### SUPPLIED RECORDS
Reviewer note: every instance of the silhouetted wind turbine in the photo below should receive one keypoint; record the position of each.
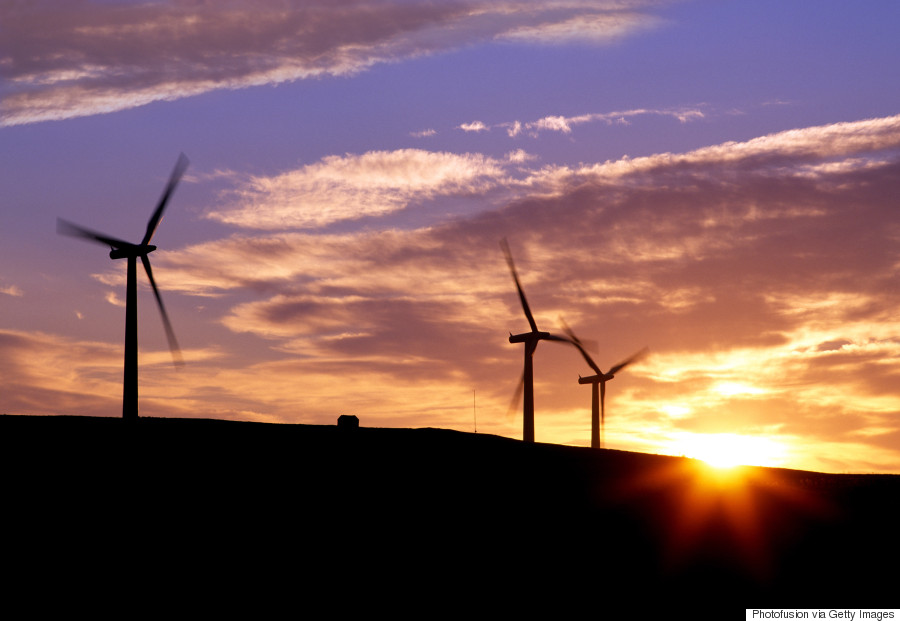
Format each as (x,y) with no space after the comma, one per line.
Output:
(531,340)
(598,396)
(126,250)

### TASK OBJECTIVE
Output the data exactly, pictures omitted.

### YOUR SOLUTION
Reviewer note: every instance of the silhouetted wind turbine in the photo below should receive one keypoint; record the position of each.
Format each as (x,y) with no space after the comma, one per line.
Output:
(531,340)
(598,396)
(126,250)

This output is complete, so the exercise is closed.